GIVEN EXERCISE:
In each of the records below, change "kindly" to "please" and leave everything else untouched.

□ □ □

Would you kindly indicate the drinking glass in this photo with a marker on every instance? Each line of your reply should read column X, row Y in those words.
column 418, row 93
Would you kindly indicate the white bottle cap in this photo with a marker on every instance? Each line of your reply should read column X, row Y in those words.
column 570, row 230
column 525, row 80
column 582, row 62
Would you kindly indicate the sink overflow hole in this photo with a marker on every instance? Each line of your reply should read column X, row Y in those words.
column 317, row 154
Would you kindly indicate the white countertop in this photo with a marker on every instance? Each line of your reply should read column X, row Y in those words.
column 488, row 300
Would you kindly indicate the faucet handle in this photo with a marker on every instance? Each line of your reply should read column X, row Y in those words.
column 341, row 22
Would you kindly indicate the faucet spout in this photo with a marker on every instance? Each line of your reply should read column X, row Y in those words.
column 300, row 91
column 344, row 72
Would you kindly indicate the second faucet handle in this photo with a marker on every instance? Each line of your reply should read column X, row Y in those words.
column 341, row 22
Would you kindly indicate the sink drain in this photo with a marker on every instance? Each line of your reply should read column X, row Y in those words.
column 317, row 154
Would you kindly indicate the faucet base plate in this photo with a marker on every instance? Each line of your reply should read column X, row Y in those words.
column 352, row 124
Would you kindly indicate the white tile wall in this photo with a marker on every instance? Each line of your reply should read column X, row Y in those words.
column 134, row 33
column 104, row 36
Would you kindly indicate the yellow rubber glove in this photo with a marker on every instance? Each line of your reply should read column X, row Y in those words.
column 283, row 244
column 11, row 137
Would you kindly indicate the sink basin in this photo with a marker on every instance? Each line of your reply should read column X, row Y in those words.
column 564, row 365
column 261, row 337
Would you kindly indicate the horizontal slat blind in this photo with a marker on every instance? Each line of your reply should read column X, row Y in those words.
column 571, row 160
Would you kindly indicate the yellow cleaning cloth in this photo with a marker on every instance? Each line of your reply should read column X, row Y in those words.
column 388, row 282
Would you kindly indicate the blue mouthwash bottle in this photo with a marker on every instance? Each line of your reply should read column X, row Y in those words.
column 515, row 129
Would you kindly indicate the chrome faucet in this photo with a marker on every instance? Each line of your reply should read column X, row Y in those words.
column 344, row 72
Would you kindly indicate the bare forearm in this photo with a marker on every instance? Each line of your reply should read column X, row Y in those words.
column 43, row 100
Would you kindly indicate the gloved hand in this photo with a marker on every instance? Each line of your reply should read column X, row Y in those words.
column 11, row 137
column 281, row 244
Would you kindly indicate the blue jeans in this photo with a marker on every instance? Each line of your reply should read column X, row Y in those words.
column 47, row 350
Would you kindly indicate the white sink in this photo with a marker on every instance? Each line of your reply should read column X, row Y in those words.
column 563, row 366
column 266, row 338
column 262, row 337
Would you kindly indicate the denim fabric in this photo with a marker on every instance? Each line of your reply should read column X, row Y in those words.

□ □ □

EXERCISE RESPONSE:
Would you please indicate the drinking glass in this photo with a marker on every instance? Each line of your reply should read column X, row Y in those words.
column 418, row 93
Would you please indicate the white bottle cap in this photo with a marker on every instance? Each line of your reply should read column X, row Y in those words.
column 570, row 230
column 525, row 80
column 582, row 62
Would you please indicate the sink overflow hole in this photo with a marker on every instance? Each line of your reply should read column X, row Y in those words.
column 317, row 154
Would you please indicate the white countertop in this photo with a marker on every instance? Each line of your reply should read column X, row Y in those words.
column 488, row 300
Would you please indicate the faucet handle in this photo with a marker on every instance? Each line of your reply should read column X, row Y in those words.
column 341, row 22
Would you please indicate the faucet spout in this photo with a marker on every instance? Each line of your reply should read column X, row Y in those words.
column 300, row 91
column 344, row 72
Would you please indicate the second faucet handle in this photo with a marker on every instance? Each line of your reply should read column X, row Y in those words.
column 341, row 22
Would you please indicate the sink drain in this photo with a marker on every instance? Each line of your reply should read column X, row Y in those words.
column 317, row 154
Would you please indicate the faucet base plate in this photo with a marker on every instance? Each line of your reply should read column X, row Y in those words.
column 352, row 124
Would you please indicate the white tile wall in this photo with a marker on every instance? Each line of your reply should read column X, row Y in those words.
column 134, row 33
column 104, row 36
Would you please indicate the yellow rubber glove in this photo with a marker on every instance? Each line of your reply should read column X, row Y in those words.
column 283, row 244
column 11, row 137
Would you please indicate the sink basin in this photo with a marker on every instance? Each line of your reply should read column X, row Y in those words.
column 564, row 365
column 261, row 337
Would you please indicate the horizontal slat blind in this photo with a marker on every instance? Each line of your reply should read column X, row Y in those words.
column 571, row 160
Would you please indicate the yellow cleaning cloth in this photo with a marker on every instance? Each line of your reply should read column X, row Y in those words.
column 388, row 282
Would you please indicate the blue mouthwash bottle in this photo with a marker on every instance? Each line of your reply should read column X, row Y in those words.
column 515, row 129
Would you please indicate the chrome faucet in this photo with a marker on every instance? Each line of your reply should read column X, row Y in those words.
column 344, row 72
Would you please indicate the bare forearm in this photo with a marker on every instance? Each line of your reply should read column X, row Y in those words.
column 43, row 100
Would you please indicate the gloved hand in this photo with a marker on every instance? Each line of your reply should read column X, row Y in those words.
column 11, row 137
column 281, row 244
Would you please indicate the blue jeans in this photo with a marker on every instance? Each line of your reply should read column X, row Y in those words.
column 47, row 350
Would you please indicate the white sink in this photo with a marker on every instance? Each line of your reply should read column X, row Y in those words.
column 563, row 366
column 266, row 338
column 262, row 337
Would you please indicate the denim fabric in this photo with a marker on every instance? Each line of your reply should read column X, row Y in those words.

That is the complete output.